• **Work required**
Leave out the images and repeat the listing below without a single change.

• **Input**
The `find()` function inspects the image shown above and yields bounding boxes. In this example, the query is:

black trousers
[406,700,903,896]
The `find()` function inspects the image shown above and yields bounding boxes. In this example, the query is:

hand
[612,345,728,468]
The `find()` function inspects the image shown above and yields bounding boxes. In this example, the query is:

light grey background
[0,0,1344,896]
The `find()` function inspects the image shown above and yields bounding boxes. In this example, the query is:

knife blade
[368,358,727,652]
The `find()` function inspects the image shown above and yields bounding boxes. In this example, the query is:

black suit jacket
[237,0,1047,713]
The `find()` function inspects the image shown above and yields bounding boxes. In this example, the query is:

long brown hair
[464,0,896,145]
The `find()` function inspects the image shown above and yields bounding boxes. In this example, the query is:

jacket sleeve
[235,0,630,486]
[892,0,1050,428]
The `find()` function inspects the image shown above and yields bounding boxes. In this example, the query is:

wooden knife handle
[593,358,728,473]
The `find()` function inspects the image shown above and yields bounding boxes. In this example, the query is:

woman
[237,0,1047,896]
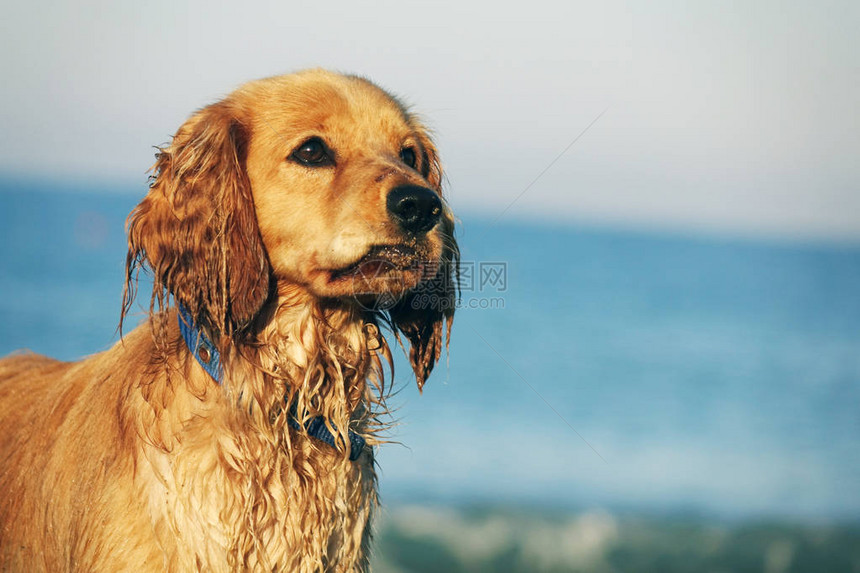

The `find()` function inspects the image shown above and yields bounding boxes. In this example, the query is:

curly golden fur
[0,70,458,573]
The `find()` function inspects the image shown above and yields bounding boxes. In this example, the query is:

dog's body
[0,71,457,573]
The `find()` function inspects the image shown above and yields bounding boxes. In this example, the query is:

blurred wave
[0,180,860,524]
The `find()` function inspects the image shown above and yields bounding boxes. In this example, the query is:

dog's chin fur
[0,70,458,573]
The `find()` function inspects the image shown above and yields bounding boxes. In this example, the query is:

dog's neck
[217,285,391,450]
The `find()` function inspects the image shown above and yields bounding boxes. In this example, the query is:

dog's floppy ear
[388,129,460,390]
[124,102,271,335]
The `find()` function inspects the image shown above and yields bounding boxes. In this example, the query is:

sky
[0,0,860,243]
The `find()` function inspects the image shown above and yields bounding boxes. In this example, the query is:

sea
[0,178,860,522]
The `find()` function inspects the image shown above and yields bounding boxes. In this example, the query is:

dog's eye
[400,147,415,169]
[290,137,334,167]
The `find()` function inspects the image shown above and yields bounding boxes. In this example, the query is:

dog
[0,70,459,573]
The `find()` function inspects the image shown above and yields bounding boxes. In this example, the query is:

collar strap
[177,303,367,461]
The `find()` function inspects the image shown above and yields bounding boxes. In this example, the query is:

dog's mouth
[331,245,421,281]
[328,244,438,300]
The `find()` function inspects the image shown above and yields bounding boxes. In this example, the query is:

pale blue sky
[0,1,860,241]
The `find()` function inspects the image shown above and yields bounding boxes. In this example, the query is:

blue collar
[177,304,366,461]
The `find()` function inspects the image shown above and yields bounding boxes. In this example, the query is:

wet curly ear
[388,122,460,390]
[123,102,271,336]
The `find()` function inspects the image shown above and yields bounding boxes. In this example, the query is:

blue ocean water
[0,180,860,520]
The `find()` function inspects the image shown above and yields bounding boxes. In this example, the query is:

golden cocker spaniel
[0,70,459,573]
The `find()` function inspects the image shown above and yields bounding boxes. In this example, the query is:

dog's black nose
[387,185,442,234]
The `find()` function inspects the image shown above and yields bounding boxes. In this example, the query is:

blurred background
[0,1,860,573]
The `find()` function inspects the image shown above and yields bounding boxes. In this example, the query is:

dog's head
[126,70,458,386]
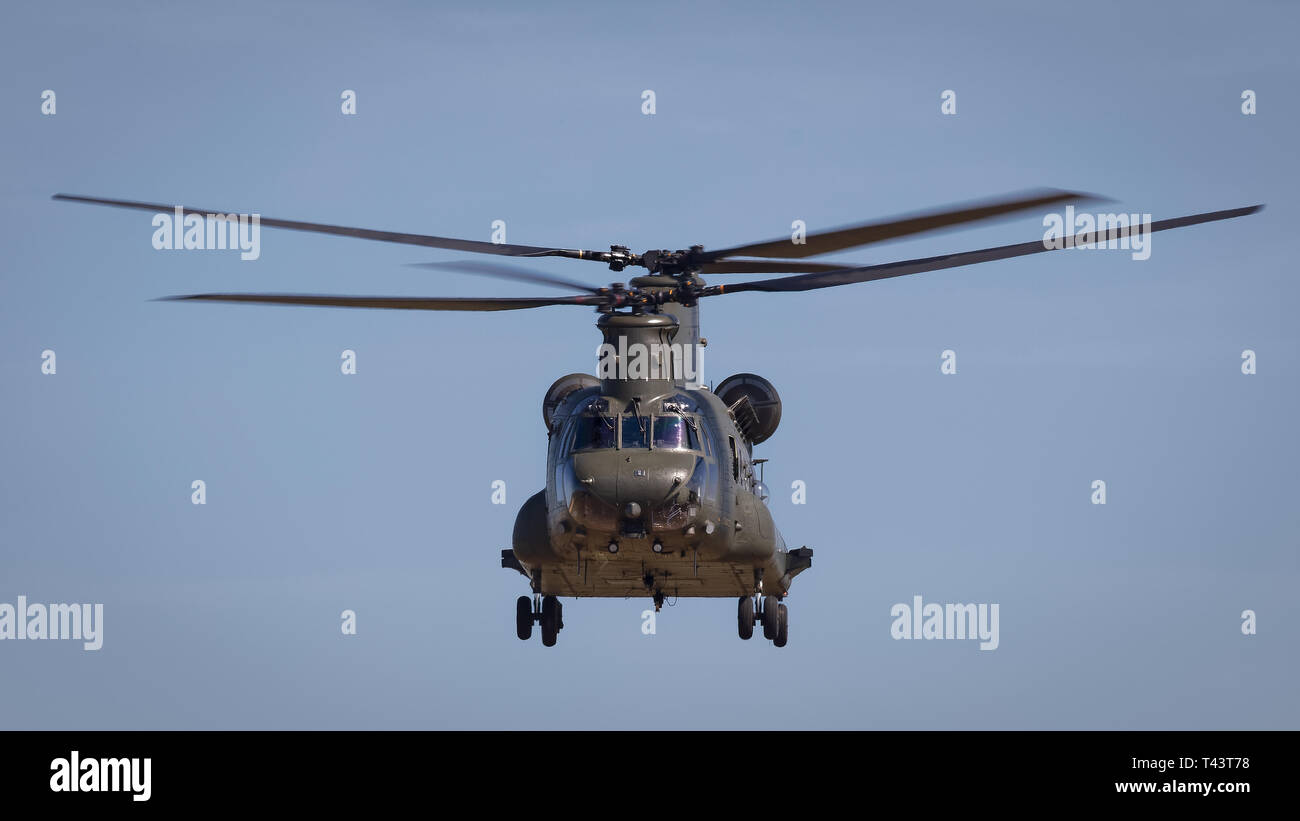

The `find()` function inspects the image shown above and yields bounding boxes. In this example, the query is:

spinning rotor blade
[53,194,608,260]
[410,260,597,294]
[699,260,845,274]
[701,205,1264,296]
[702,188,1101,261]
[161,294,611,310]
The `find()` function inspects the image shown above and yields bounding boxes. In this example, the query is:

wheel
[515,596,533,642]
[736,596,754,640]
[763,596,781,639]
[542,596,560,647]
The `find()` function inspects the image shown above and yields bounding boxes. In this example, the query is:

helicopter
[53,188,1262,647]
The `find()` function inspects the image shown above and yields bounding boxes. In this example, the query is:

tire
[763,596,781,640]
[736,596,754,642]
[772,604,790,647]
[515,596,533,642]
[542,596,560,647]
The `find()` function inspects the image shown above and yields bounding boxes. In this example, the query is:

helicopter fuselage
[514,307,811,598]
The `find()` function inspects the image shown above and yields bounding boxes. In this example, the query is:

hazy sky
[0,1,1300,729]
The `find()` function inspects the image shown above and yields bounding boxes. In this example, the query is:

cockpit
[569,413,702,451]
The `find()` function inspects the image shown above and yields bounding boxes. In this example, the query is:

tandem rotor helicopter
[53,190,1262,647]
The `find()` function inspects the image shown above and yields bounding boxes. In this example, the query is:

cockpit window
[573,416,616,451]
[623,413,650,448]
[654,416,699,451]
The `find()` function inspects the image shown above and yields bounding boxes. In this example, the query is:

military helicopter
[55,190,1262,647]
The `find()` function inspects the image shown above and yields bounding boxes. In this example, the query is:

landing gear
[763,596,781,640]
[736,596,790,647]
[772,604,790,647]
[515,596,533,642]
[515,595,564,647]
[541,596,564,647]
[736,596,754,642]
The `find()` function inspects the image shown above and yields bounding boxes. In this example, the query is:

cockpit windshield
[573,416,618,451]
[654,416,699,451]
[623,413,650,448]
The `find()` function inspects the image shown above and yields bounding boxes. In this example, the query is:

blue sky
[0,3,1300,729]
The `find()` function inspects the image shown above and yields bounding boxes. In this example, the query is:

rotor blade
[699,260,846,274]
[701,205,1264,296]
[53,194,607,260]
[161,294,610,310]
[702,188,1102,261]
[408,260,597,294]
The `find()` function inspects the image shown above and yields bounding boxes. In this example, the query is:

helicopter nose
[614,451,696,506]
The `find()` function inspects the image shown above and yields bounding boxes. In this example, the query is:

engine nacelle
[714,373,781,444]
[542,373,601,430]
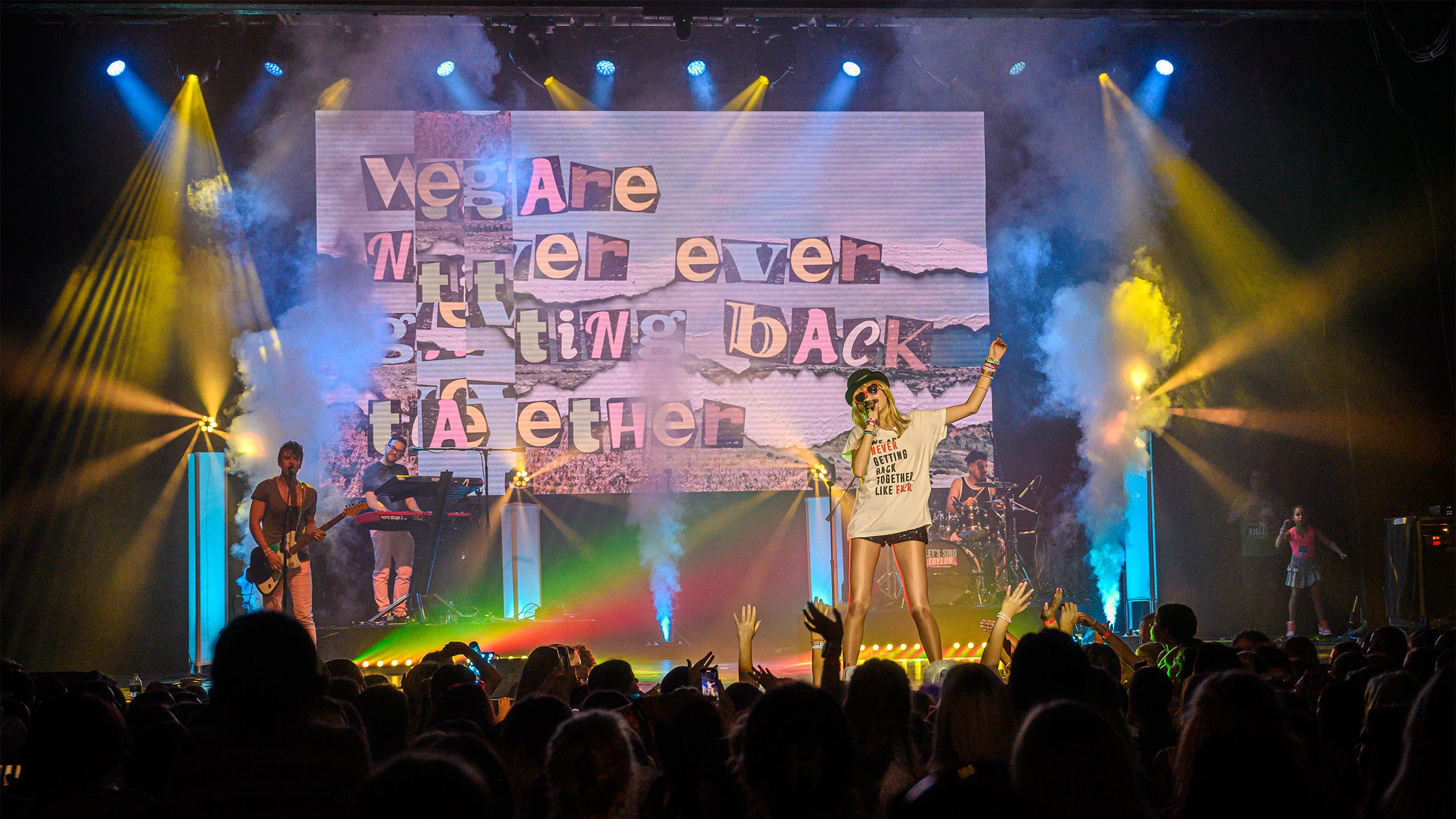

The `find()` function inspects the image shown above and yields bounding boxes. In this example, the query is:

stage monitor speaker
[1385,515,1456,624]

• **Solution for this exercise**
The `find()` function inspects the image shown above and yields bounding boxes. In this example, the query is:

black trousers
[406,700,903,896]
The `find()` function inspects the image shown above and yields bounding boxes. In this example, the query is:

hand
[612,345,728,468]
The `find()` function inspects the image shown above and yields bounding boxes. In this example, the query is:

light grey background
[0,0,1344,896]
The `find()` function inspects the image shown above and yields bounding boxes. In this example, the query is:

knife blade
[368,358,727,652]
The `find()` function inspects the image shown above and yields bounding boxes. In this example, the query is:

black suit jacket
[237,0,1047,713]
The `find()` function inspects the image shown above and yields bounding boxes. In this example, the query is:

long brown hair
[464,0,896,145]
The `find()` function inspects the image shown above and yields bounding boxes. In this example, the query is:

jacket sleeve
[235,0,630,486]
[892,0,1050,428]
The `find()` function inspects the image shown above and yields bounding boxes. In this example, the query is:

wooden knife handle
[593,358,728,473]
The `find()` function inspects the image shown above and yields bounding boxes. In this example, the query is:

woman
[237,0,1047,896]

The `find()` function inspects the image shown above and yields bounding boxes. In this example, the query is:

curly golden fur
[0,70,458,573]
The `find()` function inspects the image shown above and yields bounding boxes. In this example, the query is:

dog's body
[0,71,457,573]
The `find()` function inspects the image shown above and yields bounding boxes. In this example, the query is:

blurred wave
[0,180,860,524]
The `find()` function inspects the image shown above and yields bounding boxes. In this example, the query is:

dog's chin fur
[0,70,458,573]
The `find()` function inspects the image shown above and yields bounding boxes. In this example, the query is:

dog's neck
[217,285,391,450]
The `find()` function inspects the image shown above and yields bounding boxes. In this example, the query is:

dog's floppy ear
[388,129,460,390]
[124,102,271,335]
The `find()` function inspects the image shown above and yields bounding boxes. In this example, the query is:

sky
[0,0,860,243]
The `find()` function inspects the image shown above and yields bounding boxes. In this example, the query is:

sea
[0,178,860,522]
The `find()` function inspects the image shown above and yields bounding boxes. In this example, the query is:

dog's eye
[400,147,415,169]
[290,137,334,167]
The `find()` function inspects the image shown above and yields bounding boxes. In this example, the query is:

dog
[0,70,459,573]
The `find()` function inspects the image shown above and yields bounding boxes. In this example, the query is:

collar strap
[177,303,367,461]
The `find()` function inspects the image shown above and yields bounding boxes. In this example, the query is:

dog's mouth
[331,245,421,281]
[328,244,438,300]
The `find()` function inspects the image shown above and yields bounding boxes. In this example, the query is:

pale blue sky
[0,1,860,241]
The `find()` function inspects the image shown above and yields bounding boxes. In this example, the query is:

blue collar
[177,304,366,461]
The `find()` function inspects the image shown above and yields bounding boxes. In this example, the query is:

wet curly ear
[388,122,460,390]
[123,102,271,336]
The `find()` function inspects the image shown above and yields bounding boxes. In this example, the query is:

blue ocean water
[0,180,860,520]
The `find()` function inspects the image shown above and yields bounding boxes. In this example, the query is:

golden cocker spaniel
[0,70,459,573]
The `find()` function inspects the image shown above and yields bounding boxes. In this example, the query is:

dog's black nose
[387,185,442,234]
The `find()` function inspects the image shown above and yields bounding boxes. In this example, the query is:

blurred background
[0,1,860,573]
The `find()` function inspects the image shown above and yields bounding boxes. In this example, the query is:

dog's head
[126,70,458,386]

The `find()` function inspects the image shown above and yields bounding boxes. In this example, the query is:

spinning rotor blade
[53,194,608,260]
[410,260,597,294]
[699,260,845,274]
[701,205,1264,296]
[702,188,1101,261]
[161,294,611,310]
The `find()` function inspects the image shown above and yields bounding boxes. In this example, the query is:

wheel
[515,596,533,642]
[736,596,754,640]
[763,596,781,639]
[542,596,560,647]
The `find()` function inspects the image shown above and yields bounding boxes. In this example, the query is:

helicopter
[53,188,1262,647]
The `find()` function inspects the image shown above and yields bounding boxes. In this example, the query is:

tire
[763,596,781,640]
[736,596,754,642]
[772,604,790,647]
[515,596,533,642]
[542,596,560,647]
The `find()` function inspects the image shown above and yields bounding boxes. In this example, the query is:

helicopter fuselage
[514,307,811,598]
The `find()` function inspects the image shown above and yields bounding boxes. In this example, the query is:

hazy sky
[0,1,1300,729]
The `find()` function inspects the image shown above and yields bounding boxes. In this example, the query is:

cockpit
[569,413,702,451]
The `find()` function inspects the image shown above and yields bounding boxes. In this example, the query is:

tandem rotor helicopter
[53,190,1262,647]
The `find()` function inspects the image shown above and yields bounding boxes. In this example, the query is:

cockpit window
[573,416,616,451]
[623,413,650,448]
[654,416,699,451]
The `find()` function inspects the image shown above and yields bounding boxes. In this example, the query is:

military helicopter
[55,190,1262,647]
The `find()` function inspects the image shown above and yields bounding boxes. In this example, the query is:

landing gear
[763,596,781,640]
[736,596,790,647]
[772,604,790,647]
[515,596,533,642]
[515,595,564,647]
[541,596,564,647]
[736,596,754,642]
The `find()` function inspects the image shown above and yields bounding boxes. In this example, the query is:

cockpit windshield
[573,416,618,451]
[654,416,699,451]
[623,413,650,448]
The `find()` function inspects the image shown above and yields bounding boxes. In this example, the query is:

blue sky
[0,3,1300,729]
The `find()` function inspects the image shown above and yields bounding boxes. In this example, the query is:

rotor blade
[699,260,846,274]
[701,205,1264,296]
[53,194,607,260]
[161,294,610,310]
[702,188,1102,261]
[408,260,597,294]
The `find()` function inspects the image shown above and yields bounding boxes. In this example, the query is:

helicopter nose
[614,451,696,506]
The `find()` function inspects the image shown above and yields bounding boxes. In this example, the query is:

engine nacelle
[714,373,781,444]
[542,373,601,430]

The `find()` function inspects the image shown above and yields bounding boxes. In this example, the query is:

stage monitor speaker
[1385,515,1456,624]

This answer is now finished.